* **TO DO**:
1) Do the Medina Azahara reviews support each statement below? Answer yes or no for each, and quote the words from the reviews that decide it. (a) The singer is described as a blend of the traditional flamenco singer and the archetypical rock singer. (b) Medina Azahara no longer perform 'El lago' at their gigs. (c) The CD includes five Triana covers.
2) Write the next part of the Medina Azahara reviews, starting right after their final sentence.
* BEGIN SELECTED PASSAGE *
In fact Medina Azahara is a Heavy Prog version of the more symphonic prog of Triana featuring a powerful and tight rhythm- section, heavy guitar work (lots of fiery solos and propulsive guitar riffs) and an excellent singer who turns out to be a perfect blend of the traditional flamenco singer and the archetypical rock singer, what an emotion and what a power! The seven Triana covers are very pleasant coloured: warm flamenco guitar, heavy guitar riffs, bombastic organ and a flashy synthesizer solo in Abre La Puerta, tender piano and sensitive electric guitar in Una Noche De Amor, great melancholical vocals, wonderful keyboard layers and howling guitar in Hijos Del Agobio, a very compelling atmosphere in Dialogo, Paco De lucia inspired flamenco guitar, lush organ and biting electric guitar in Luminosa Manana, a jazzy piano intro and powerful Hammond organ waves in Tu Frialdad and lots of surprising musical ideas in El Lago, from roaring Hammond organ and 'slap bass' to even rap singing, very original! The version of Cai their composition Amanecer En El Puerto sounds dynamic with beautiful vocals and the three Medina Azahara tracks Hacia Ti (dynamic ballad), Paseando Por La Mezquita (the ultimate blend of flamenco and hardrock) and El Soldado (swirling Hammond organ solo) showcase their pleasant, melodic and harder-edged Prog Andaluz sound, they are very popular in Spain but they deserve wider attention, what a captivating music!

This tribute-CD is a very good introduction to the sound of Medina Azahara!

Report this review (#155292)
Posted Thursday, December 13, 2007 | Review Permalink
4 stars Medina Azahara are the main heir to the flamenco rock movement created in the seventies by bands such as Triana. Listen to their first eponymous album. Then the combo slowly hardened their sound, incorporating some metal guitars. But they still play a reprise of 'El lago', Triana's anthem, during gigs. Hence this brilliant idea: playing in a 'modern sauce' the main tracks of flamenco rock. You'll find many Triana's hits of course ('Abre la puerta', 'Tu frialdad', 'Hijos del agobio', 'Una noche de amor', 'Dialogo', 'Luminosa mañana'), but also songs by Alameda ('Amanecer en el puerto'), and of course from Medina Azahara's flamenco prog period. In a more metallic blend but never forgetting the flamenco roots (many guests from that movement are here). The best is for me, 'El lago', with its rap arrangements. I know some will disapprove but isn't it the very definition of prog (at least in the seventies), breaking walls between styles and creating a new music? A great way of discovering or revisiting that fabulous prog school even if some prestigious names are missing (Cai for instance).
* END SELECTED PASSAGE *
* BEGIN DATA EXTRACT *
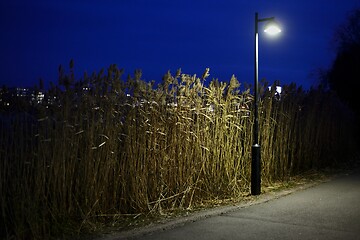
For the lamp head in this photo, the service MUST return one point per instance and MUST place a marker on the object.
(272, 28)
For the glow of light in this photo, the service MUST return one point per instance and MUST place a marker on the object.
(272, 29)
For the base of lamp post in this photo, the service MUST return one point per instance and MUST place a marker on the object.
(255, 170)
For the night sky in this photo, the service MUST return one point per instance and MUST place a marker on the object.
(160, 35)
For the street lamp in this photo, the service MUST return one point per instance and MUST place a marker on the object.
(271, 28)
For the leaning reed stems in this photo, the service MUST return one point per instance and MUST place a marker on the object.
(106, 147)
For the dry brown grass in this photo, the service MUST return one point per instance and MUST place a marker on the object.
(98, 155)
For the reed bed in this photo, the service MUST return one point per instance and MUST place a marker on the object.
(105, 147)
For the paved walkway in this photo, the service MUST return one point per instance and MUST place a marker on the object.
(330, 210)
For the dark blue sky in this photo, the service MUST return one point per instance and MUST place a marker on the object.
(159, 35)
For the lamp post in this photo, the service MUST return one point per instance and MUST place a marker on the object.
(272, 29)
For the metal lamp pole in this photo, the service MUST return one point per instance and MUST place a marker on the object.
(255, 149)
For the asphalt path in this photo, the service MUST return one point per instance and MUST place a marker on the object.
(330, 210)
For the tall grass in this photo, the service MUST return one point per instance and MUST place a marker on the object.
(107, 147)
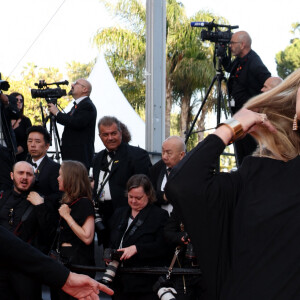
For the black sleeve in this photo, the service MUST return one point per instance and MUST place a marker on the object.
(20, 255)
(78, 120)
(172, 231)
(141, 162)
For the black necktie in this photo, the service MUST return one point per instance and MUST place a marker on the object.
(168, 171)
(73, 108)
(111, 154)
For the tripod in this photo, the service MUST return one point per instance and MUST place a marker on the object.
(218, 79)
(53, 129)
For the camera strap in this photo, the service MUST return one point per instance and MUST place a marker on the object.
(170, 269)
(105, 179)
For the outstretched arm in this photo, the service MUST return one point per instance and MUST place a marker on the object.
(83, 287)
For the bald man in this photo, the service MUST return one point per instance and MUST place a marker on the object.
(24, 213)
(173, 151)
(79, 133)
(247, 77)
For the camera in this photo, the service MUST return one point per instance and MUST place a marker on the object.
(4, 85)
(213, 33)
(112, 256)
(164, 289)
(189, 251)
(99, 226)
(216, 36)
(50, 95)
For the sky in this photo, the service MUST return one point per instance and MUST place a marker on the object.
(51, 33)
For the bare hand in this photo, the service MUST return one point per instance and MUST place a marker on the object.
(83, 287)
(298, 104)
(128, 252)
(249, 119)
(35, 199)
(64, 211)
(53, 109)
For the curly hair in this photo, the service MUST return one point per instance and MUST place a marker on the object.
(75, 180)
(279, 104)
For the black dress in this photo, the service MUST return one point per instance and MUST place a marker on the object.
(21, 137)
(146, 232)
(79, 253)
(244, 225)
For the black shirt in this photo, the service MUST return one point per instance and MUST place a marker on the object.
(247, 77)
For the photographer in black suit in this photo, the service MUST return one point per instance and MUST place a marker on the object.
(79, 133)
(46, 172)
(8, 144)
(247, 77)
(113, 167)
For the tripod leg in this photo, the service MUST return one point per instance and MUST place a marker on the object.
(200, 109)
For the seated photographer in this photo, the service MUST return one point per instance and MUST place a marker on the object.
(20, 127)
(8, 144)
(188, 287)
(137, 234)
(75, 238)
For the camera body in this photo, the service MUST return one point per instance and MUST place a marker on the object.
(164, 289)
(99, 226)
(48, 93)
(111, 256)
(4, 85)
(223, 37)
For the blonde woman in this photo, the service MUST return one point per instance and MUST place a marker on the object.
(245, 225)
(77, 228)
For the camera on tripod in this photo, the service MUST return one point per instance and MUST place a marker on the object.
(51, 95)
(4, 85)
(164, 289)
(215, 35)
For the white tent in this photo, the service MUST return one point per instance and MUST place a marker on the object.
(109, 100)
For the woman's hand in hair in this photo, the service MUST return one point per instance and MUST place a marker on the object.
(64, 211)
(250, 119)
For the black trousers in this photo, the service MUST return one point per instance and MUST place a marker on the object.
(6, 163)
(15, 285)
(135, 296)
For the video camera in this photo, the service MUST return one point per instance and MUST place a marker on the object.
(4, 85)
(213, 33)
(51, 95)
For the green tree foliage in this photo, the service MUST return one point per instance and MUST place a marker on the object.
(31, 74)
(76, 70)
(189, 60)
(288, 60)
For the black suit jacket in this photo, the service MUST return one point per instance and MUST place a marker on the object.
(21, 256)
(156, 174)
(46, 183)
(146, 233)
(79, 133)
(128, 161)
(248, 80)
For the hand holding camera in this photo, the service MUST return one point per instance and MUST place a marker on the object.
(128, 252)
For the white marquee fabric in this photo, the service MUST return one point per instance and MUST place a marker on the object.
(109, 100)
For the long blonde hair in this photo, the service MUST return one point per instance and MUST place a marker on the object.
(75, 180)
(279, 104)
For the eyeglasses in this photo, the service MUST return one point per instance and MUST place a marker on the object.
(76, 82)
(11, 216)
(230, 43)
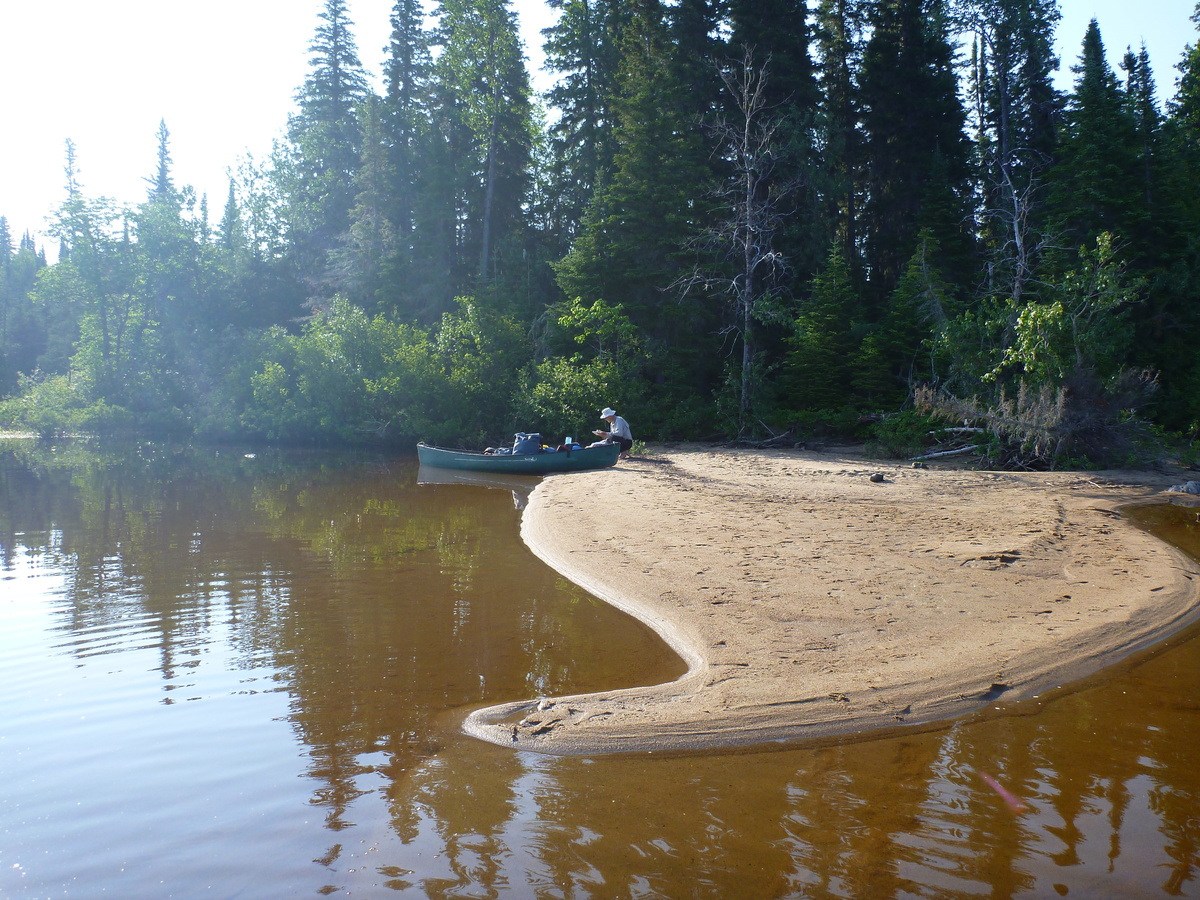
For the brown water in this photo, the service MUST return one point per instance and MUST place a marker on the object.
(234, 677)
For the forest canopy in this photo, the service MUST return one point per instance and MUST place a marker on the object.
(760, 220)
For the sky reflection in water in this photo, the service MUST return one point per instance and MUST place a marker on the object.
(244, 677)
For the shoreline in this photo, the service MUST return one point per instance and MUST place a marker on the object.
(810, 601)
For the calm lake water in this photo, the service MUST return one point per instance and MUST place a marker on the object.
(231, 675)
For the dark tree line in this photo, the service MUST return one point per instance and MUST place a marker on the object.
(727, 217)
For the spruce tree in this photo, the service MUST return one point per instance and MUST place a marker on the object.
(1096, 185)
(635, 233)
(406, 133)
(839, 29)
(583, 48)
(324, 143)
(484, 100)
(916, 150)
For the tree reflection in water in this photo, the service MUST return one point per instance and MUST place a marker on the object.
(364, 612)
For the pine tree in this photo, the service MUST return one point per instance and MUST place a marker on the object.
(1096, 184)
(162, 186)
(631, 246)
(324, 145)
(817, 366)
(583, 47)
(779, 35)
(916, 149)
(839, 42)
(1015, 112)
(406, 125)
(484, 97)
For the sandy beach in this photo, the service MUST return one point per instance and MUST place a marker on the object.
(813, 601)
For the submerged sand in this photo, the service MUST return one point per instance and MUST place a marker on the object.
(813, 601)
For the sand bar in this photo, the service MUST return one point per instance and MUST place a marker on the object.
(811, 601)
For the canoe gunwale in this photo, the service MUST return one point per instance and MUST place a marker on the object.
(540, 463)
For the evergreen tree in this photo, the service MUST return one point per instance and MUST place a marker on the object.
(583, 48)
(1015, 111)
(359, 264)
(817, 371)
(162, 186)
(486, 88)
(778, 34)
(839, 41)
(916, 149)
(633, 244)
(406, 135)
(324, 144)
(1096, 184)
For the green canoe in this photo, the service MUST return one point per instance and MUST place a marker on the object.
(593, 457)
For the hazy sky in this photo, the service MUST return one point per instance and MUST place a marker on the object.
(223, 75)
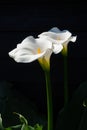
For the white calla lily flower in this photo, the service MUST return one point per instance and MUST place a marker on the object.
(31, 49)
(58, 37)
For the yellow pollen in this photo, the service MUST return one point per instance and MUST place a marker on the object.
(38, 50)
(58, 38)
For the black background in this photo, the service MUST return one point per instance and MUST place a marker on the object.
(19, 19)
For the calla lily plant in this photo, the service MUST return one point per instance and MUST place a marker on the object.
(41, 49)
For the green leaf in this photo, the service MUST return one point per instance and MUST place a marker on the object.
(74, 117)
(22, 118)
(37, 127)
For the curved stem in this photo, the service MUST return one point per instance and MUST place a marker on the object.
(49, 100)
(65, 82)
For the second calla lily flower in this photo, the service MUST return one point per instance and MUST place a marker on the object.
(31, 49)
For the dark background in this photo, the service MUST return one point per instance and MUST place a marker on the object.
(19, 19)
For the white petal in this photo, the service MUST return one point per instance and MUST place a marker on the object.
(55, 29)
(73, 38)
(57, 48)
(27, 58)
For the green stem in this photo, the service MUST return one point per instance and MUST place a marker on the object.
(49, 100)
(65, 81)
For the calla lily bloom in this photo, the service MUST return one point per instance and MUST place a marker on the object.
(31, 49)
(57, 36)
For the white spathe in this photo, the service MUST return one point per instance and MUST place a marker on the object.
(31, 49)
(56, 36)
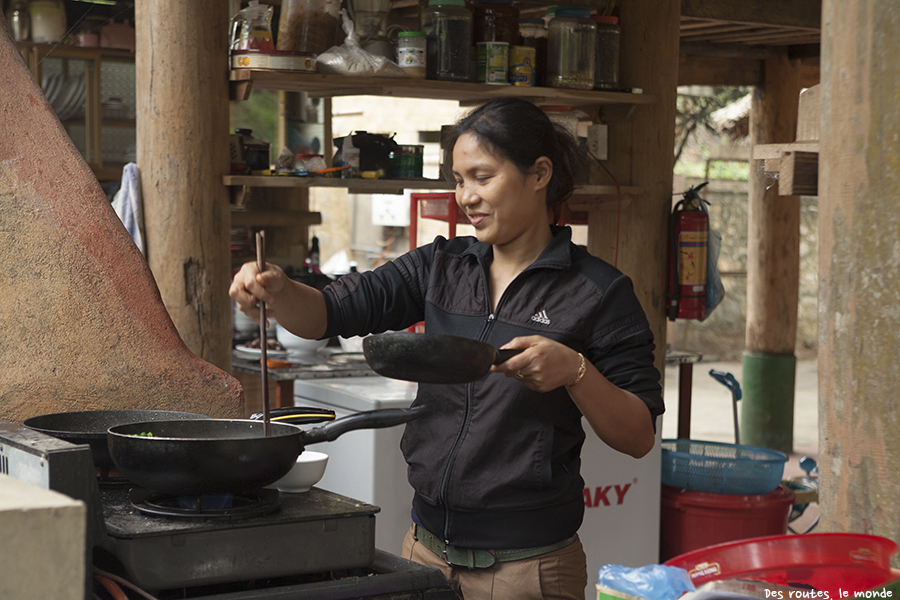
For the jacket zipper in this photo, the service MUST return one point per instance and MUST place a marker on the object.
(445, 480)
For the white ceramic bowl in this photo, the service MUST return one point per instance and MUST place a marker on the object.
(305, 473)
(296, 344)
(353, 344)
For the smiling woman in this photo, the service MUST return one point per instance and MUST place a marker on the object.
(495, 465)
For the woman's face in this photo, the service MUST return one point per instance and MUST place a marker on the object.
(503, 204)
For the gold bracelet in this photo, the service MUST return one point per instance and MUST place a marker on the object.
(581, 370)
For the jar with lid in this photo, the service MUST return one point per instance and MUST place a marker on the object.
(533, 33)
(19, 20)
(448, 31)
(570, 49)
(495, 21)
(309, 25)
(411, 48)
(606, 64)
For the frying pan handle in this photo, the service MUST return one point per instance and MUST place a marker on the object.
(372, 419)
(505, 355)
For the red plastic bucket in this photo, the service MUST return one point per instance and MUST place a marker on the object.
(691, 520)
(828, 562)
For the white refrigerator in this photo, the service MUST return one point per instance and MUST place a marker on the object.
(622, 494)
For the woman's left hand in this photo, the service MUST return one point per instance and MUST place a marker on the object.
(544, 365)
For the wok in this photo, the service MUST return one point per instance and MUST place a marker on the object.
(89, 426)
(431, 358)
(221, 455)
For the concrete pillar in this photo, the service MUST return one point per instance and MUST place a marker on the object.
(859, 268)
(43, 551)
(773, 271)
(182, 131)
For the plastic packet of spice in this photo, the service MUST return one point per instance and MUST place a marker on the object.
(351, 59)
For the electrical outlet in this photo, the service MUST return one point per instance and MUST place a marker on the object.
(390, 211)
(597, 142)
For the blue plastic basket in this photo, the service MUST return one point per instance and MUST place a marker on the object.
(718, 468)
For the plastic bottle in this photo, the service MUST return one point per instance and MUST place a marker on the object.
(606, 67)
(533, 33)
(570, 53)
(350, 156)
(495, 21)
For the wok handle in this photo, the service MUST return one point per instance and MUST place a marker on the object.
(371, 419)
(505, 355)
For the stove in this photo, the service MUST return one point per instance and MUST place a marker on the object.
(265, 544)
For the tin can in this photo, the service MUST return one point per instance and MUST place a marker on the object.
(521, 65)
(493, 63)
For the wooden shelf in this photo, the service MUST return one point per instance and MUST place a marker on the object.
(241, 217)
(353, 186)
(317, 85)
(584, 195)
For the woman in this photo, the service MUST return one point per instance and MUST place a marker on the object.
(495, 463)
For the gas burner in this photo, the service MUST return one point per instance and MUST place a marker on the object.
(229, 506)
(111, 478)
(347, 358)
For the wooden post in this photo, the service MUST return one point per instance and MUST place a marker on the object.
(642, 153)
(182, 154)
(859, 269)
(773, 270)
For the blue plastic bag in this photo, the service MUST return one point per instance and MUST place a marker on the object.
(652, 582)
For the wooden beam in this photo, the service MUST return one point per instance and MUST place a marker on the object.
(798, 174)
(708, 70)
(796, 13)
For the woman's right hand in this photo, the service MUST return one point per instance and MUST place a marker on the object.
(249, 287)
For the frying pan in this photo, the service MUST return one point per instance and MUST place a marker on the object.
(431, 357)
(221, 455)
(89, 426)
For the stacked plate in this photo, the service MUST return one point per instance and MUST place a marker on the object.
(65, 95)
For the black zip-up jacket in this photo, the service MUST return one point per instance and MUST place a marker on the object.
(494, 464)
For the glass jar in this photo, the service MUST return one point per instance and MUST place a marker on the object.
(606, 64)
(411, 48)
(19, 20)
(570, 49)
(309, 25)
(533, 33)
(496, 21)
(448, 29)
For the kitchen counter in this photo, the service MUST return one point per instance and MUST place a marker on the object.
(321, 365)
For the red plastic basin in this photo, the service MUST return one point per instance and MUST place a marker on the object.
(824, 561)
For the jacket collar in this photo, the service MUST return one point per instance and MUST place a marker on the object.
(556, 255)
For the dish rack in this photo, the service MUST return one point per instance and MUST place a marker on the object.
(719, 468)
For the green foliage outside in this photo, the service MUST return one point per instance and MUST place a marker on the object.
(693, 125)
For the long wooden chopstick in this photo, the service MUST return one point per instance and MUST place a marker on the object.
(261, 266)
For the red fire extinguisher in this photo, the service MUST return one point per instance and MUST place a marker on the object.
(688, 243)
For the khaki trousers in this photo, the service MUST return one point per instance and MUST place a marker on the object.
(559, 575)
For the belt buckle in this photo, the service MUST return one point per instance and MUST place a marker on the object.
(444, 554)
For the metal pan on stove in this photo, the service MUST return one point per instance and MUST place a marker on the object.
(90, 426)
(221, 455)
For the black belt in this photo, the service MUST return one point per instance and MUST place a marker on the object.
* END DATA EXTRACT *
* **EXPECTED RESULTS**:
1)
(a) Yes: "a perfect blend of the traditional flamenco singer and the archetypical rock singer"
(b) No: "But they still play a reprise of 'El lago', Triana's anthem, during gigs."
(c) No: "The seven Triana covers are very pleasant coloured"

2)
Report this review (#266388)
Posted Monday, February 15, 2010 | Review Permalink
4 stars ' ROCK ANDALUZ EXTRAVAGANZA'

As a huge fan of 'the art of the flamenco' and progressive rock I was blown away when I heard Triana for the first time, at the home of Dutch 'progrock guru' Peter van der Laan, in the late Seventies. He was known for his huge knowledge about lesser known and unknown foreign prog. When he heard about my passion for flamenco he invited me to listen to a new LP that he had just received from Spain, Sombra Y Luz from Triana. He also showed me a promo package from Triana, with stickers, posters, info, wow. And lots of more WOW while listening to Triana, I was complety blown away: a combination of 'the art of the flamenco' and vintage keyboards, electric guitars, topped with passionate native vocals. I couldn't believe my ears, this was the music I was waiting for since I started to love flamenco and prog, when I was around 15 years old! To make a long story short, I became a huge fan of Triana and the Rock Andaluz, the unique, distinctive and widespread movement that blend flamenco and prog. After Triana the most known and popular band is Medina Azahara, their exciting debut album is from 1979 and they still make Rock Andaluz. During concerts Medina Azahara already played some Triana covers and on this CD compilation you can enjoy Medina Azahara performing seven Triana covers, along one Cai cover and three own compositions.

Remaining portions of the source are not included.